» **Text for analysis**:
President of the Paris City Council Finance Commission
- In office 25 March 2001 – 21 March 2008
- Succeeded by: Jean-François Legaret

Mayor of the 9th arrondissement of Paris
- In office 2 April 2001 – 13 April 2014
- Preceded by: Gabriel Kaspereit
- Succeeded by: Delphine Bürkli

Personal details
- Born: 29 December 1943 Valognes, France
- Died: 18 December 2019 (aged 75)
- Party: Socialist Party
- Occupation: Politician

= Jacques Bravo =

French politician (1943–2019)

 Jacques Bravo (29 December 1943 – 18 December 2019) was a French politician who was a member of the Socialist Party.

==Biography==
After he graduated from ENSAE ParisTech in 1968, Bravo worked for the Minister of National Education.

He began his political career in 1983 at the Ministry of the Economy and Finance before being appointed as Financial Director at the Ministry of Higher Education and Research along with Laurent Fabius and Hubert Curien. A member of the Socialist Party, he ran for the 9th arrondissement of Paris in the 1983 French municipal elections, which he lost. He was beaten again in 1989 and 1995. He was on the board of directors at ESPCI Paris and was present when Pierre-Gilles de Gennes and Georges Charpak won the Nobel Prize in Physics. In 1993, he was named Inspector General of Education in Limousin.

Bravo was finally victorious in the 9th arrondissement in 2001. He secured 52% of the vote in the second round, defeating Pierre Lellouche, and became President of the Finance Commission. In 2008, he was re-elected with 63% of the vote.

In 2004, Bravo he was involved in a protest against the extradition of far-right Italian terrorist Cesare Battisti. With the singer Lio and the writer Fred Vargas, he formed a committee against far-right terrorism. He reported weekly on the judicial review of Battisti's murders. In 2019, Battisti admitted to committing two murders and sponsoring two others.

In 2013, Bravo was awarded in the Legion of Honour as Commander.

In the 2014 French municipal elections, Bravo would not stand for re-election. The Socialist Party candidate, Pauline Véron, lost to Delphine Bürkli.

Jacques Bravo died on 18 December 2019 at the age of 75, just 11 days before his 76th birthday.

[Point-per-instance localization data]

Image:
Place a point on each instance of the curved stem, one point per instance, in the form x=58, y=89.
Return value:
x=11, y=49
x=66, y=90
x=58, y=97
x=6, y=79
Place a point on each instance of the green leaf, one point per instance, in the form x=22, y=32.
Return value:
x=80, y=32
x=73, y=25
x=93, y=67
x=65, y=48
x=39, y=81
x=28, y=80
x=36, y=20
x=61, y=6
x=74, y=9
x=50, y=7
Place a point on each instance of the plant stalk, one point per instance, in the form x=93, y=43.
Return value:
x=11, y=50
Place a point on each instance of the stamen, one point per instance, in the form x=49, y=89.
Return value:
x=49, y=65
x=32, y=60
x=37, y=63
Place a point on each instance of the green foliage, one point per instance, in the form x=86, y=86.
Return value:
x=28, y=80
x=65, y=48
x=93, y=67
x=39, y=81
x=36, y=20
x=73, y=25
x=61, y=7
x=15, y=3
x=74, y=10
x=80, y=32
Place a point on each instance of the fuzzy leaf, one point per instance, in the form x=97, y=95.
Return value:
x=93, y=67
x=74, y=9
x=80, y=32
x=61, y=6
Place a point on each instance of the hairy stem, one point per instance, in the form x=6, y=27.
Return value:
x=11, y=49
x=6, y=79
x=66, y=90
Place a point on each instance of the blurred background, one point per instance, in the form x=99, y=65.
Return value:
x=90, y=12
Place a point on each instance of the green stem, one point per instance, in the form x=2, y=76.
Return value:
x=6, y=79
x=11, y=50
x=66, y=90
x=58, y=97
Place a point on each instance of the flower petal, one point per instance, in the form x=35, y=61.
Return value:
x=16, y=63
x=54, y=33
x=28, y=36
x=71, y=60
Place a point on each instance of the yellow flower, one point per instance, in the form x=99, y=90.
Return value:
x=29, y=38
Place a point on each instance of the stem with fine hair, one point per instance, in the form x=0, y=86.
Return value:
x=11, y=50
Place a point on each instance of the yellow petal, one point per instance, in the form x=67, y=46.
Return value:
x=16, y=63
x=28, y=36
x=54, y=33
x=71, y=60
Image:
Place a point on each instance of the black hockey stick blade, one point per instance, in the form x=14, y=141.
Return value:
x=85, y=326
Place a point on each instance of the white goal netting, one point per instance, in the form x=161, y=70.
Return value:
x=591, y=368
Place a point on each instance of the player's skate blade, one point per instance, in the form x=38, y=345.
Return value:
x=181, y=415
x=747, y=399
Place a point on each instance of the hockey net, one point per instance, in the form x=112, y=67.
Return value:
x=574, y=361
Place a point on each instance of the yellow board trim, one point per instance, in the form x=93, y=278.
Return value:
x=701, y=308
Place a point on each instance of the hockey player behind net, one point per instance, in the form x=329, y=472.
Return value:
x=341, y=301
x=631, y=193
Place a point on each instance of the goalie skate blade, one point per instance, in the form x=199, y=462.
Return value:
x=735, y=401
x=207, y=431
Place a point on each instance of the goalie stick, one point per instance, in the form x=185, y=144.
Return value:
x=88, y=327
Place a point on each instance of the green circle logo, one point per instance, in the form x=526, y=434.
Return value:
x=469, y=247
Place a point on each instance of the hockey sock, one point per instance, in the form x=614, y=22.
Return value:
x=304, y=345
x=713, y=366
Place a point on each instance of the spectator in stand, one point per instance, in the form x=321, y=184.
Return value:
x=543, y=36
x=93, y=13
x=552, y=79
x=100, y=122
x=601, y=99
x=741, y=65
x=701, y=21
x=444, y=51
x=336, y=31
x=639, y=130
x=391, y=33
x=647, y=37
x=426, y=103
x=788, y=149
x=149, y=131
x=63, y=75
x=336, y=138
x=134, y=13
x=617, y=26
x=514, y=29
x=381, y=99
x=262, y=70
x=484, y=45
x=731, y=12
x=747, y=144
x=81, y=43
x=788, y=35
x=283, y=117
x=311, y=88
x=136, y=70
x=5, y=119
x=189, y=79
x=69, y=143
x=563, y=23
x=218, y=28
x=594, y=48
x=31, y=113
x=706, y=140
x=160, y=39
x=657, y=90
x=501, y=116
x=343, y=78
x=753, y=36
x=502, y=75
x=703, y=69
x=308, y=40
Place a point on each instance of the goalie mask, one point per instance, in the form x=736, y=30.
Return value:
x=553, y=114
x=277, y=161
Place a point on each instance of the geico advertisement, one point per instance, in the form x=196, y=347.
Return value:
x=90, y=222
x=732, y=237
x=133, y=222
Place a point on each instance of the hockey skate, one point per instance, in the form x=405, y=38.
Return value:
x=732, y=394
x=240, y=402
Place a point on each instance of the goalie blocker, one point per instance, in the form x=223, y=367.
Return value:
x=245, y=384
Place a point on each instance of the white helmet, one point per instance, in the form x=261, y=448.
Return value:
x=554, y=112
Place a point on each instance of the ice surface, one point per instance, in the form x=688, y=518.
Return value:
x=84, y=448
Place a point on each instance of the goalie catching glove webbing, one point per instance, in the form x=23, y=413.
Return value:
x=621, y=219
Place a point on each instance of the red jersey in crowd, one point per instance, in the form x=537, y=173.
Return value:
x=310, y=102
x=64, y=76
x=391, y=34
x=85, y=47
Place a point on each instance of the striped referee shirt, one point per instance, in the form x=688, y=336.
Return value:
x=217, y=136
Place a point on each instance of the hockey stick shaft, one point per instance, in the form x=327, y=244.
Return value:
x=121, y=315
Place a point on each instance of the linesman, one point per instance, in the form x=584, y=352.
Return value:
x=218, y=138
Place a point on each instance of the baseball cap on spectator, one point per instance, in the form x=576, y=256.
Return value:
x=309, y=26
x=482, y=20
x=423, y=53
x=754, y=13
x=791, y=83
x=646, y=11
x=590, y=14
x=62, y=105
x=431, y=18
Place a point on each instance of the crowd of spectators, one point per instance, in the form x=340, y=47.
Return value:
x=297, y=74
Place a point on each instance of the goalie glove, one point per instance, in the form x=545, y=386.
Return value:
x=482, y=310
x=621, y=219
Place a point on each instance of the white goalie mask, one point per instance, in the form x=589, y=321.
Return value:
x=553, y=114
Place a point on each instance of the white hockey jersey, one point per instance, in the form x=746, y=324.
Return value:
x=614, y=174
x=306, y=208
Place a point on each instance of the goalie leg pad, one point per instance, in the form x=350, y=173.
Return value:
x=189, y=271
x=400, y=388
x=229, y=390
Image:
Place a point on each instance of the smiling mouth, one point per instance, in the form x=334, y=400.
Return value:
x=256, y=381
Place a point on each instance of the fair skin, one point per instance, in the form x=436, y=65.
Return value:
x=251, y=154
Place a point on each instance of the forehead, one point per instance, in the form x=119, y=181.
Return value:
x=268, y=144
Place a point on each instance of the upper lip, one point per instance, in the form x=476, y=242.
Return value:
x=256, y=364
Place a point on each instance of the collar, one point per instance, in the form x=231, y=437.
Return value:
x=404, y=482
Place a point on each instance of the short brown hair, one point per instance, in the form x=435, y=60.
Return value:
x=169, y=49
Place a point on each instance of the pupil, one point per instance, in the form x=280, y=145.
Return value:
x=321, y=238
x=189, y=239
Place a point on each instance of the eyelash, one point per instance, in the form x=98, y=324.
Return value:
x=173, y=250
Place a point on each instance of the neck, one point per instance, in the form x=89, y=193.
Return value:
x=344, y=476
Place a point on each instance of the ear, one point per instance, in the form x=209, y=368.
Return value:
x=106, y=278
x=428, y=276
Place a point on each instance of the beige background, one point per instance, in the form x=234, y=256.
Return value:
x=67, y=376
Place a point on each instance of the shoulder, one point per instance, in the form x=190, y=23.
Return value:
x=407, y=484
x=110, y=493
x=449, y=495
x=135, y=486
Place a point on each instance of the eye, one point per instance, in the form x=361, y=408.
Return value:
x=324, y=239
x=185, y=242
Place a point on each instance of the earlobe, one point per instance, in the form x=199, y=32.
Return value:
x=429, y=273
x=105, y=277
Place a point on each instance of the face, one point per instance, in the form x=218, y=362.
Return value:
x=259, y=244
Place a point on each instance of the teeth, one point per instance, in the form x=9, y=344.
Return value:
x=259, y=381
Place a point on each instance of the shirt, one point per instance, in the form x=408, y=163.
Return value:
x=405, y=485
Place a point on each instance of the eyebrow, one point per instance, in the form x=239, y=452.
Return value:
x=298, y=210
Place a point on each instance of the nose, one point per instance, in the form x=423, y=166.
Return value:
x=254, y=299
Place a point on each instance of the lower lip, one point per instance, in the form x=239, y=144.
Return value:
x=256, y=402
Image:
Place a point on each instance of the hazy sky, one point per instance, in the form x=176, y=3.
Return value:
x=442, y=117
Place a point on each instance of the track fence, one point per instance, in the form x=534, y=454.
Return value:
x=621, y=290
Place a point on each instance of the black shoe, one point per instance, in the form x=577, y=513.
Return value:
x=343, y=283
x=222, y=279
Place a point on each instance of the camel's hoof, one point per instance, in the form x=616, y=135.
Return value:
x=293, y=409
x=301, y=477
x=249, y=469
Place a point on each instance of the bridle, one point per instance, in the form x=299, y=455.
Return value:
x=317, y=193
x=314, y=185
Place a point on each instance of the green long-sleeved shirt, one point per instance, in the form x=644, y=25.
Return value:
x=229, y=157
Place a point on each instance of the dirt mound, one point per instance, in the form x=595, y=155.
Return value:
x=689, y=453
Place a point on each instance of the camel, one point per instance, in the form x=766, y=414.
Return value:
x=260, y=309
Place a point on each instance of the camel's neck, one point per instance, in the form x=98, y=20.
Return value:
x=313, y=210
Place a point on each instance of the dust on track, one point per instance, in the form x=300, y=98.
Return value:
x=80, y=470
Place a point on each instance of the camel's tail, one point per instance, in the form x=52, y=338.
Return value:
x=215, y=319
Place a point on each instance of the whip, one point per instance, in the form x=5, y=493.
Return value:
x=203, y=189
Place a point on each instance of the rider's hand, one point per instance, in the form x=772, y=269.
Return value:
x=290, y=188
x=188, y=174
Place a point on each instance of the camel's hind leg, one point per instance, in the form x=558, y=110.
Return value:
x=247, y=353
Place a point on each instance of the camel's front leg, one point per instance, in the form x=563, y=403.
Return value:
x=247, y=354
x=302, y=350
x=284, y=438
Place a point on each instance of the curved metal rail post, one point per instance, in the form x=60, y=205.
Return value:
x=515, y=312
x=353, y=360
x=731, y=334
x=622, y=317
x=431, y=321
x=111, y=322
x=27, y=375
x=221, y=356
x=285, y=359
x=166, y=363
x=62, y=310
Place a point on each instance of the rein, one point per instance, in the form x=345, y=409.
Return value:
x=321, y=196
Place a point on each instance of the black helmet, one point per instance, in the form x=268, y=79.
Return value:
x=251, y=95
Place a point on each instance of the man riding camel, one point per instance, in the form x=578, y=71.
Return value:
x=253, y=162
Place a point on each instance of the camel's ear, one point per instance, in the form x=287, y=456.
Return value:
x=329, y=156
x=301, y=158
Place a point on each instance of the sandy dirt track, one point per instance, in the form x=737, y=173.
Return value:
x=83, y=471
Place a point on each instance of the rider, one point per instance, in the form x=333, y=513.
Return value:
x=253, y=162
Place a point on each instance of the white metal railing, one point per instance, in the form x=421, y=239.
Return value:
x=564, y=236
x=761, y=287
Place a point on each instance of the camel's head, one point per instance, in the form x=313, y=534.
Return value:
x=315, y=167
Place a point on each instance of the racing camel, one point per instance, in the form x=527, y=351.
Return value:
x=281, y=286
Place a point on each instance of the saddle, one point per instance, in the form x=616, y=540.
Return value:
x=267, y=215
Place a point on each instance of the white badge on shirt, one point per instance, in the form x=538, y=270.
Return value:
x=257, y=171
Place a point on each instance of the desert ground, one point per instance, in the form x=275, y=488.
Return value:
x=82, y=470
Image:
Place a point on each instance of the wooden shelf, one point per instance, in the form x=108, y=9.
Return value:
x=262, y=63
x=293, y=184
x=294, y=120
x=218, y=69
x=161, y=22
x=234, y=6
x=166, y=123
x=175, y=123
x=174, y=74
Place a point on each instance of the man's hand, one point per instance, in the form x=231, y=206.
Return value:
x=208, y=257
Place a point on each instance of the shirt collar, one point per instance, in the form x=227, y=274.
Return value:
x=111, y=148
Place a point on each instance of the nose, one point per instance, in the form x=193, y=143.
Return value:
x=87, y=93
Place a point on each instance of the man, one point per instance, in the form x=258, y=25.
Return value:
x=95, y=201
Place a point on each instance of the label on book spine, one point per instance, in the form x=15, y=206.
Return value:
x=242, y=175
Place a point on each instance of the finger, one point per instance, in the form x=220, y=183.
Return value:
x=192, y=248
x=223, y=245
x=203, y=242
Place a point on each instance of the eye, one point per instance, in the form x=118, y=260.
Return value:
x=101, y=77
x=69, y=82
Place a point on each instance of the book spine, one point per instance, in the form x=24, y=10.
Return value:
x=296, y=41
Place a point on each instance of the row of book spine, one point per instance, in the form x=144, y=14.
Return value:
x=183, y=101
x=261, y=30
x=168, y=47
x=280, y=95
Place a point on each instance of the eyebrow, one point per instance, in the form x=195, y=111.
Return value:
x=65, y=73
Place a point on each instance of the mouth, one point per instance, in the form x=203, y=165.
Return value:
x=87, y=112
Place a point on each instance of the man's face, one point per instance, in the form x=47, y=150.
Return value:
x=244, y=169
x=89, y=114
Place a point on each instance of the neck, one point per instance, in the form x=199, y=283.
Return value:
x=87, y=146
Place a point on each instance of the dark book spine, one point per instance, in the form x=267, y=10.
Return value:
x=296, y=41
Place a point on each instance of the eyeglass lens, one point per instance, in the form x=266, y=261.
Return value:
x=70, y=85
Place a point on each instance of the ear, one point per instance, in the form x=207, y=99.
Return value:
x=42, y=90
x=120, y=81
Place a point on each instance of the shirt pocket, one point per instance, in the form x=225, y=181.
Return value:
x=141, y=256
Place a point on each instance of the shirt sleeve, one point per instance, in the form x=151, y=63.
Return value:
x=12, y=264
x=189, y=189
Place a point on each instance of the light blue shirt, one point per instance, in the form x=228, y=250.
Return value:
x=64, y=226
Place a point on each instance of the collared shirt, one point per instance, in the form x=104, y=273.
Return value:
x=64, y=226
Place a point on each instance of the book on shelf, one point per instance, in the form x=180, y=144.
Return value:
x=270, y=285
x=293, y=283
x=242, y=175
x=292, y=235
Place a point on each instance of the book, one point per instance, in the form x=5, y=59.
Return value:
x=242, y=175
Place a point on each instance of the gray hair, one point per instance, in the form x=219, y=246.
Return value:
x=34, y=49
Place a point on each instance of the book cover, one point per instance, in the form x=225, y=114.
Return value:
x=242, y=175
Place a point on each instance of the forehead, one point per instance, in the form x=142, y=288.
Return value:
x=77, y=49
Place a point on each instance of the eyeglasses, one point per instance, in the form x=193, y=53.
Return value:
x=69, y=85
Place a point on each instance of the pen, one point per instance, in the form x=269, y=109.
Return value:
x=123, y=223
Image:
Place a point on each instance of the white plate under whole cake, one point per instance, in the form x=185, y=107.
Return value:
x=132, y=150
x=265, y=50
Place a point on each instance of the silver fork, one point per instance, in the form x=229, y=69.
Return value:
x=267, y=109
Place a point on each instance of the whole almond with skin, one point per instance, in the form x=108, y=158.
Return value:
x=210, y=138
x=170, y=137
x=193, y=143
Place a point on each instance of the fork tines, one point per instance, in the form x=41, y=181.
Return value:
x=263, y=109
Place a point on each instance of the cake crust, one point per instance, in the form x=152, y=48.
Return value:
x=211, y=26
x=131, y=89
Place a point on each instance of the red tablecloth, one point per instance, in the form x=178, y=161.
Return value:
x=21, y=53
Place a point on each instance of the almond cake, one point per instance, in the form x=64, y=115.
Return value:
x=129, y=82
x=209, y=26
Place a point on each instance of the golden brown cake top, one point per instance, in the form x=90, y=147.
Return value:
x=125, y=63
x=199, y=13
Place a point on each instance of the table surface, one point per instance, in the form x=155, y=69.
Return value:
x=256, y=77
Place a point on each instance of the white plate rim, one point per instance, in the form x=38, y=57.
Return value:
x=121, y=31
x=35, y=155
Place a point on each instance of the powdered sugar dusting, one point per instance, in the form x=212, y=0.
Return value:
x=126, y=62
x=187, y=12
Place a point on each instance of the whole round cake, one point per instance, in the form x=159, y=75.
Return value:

» **Task 1**:
Answer these questions about the Jacques Bravo article:
(a) From which school did Bravo graduate in 1968?
(b) What share of the vote did he win in the second round in 2001?
(c) Who succeeded him as Mayor of the 9th arrondissement of Paris?
» **Task 2**: Print the stretch of the Jacques Bravo article from "In 2013, Bravo" through "to Delphine Bürkli.".
» **Task 3**: In which years was Bravo beaten in the 9th arrondissement of Paris, according to the Jacques Bravo article? List every one.

» **Result 1**:
(a) ENSAE ParisTech
(b) 52%
(c) Delphine Bürkli

» **Result 2**:
In 2013, Bravo was awarded in the Legion of Honour as Commander.

In the 2014 French municipal elections, Bravo would not stand for re-election. The Socialist Party candidate, Pauline Véron, lost to Delphine Bürkli.

» **Result 3**: 1983, 1989, 1995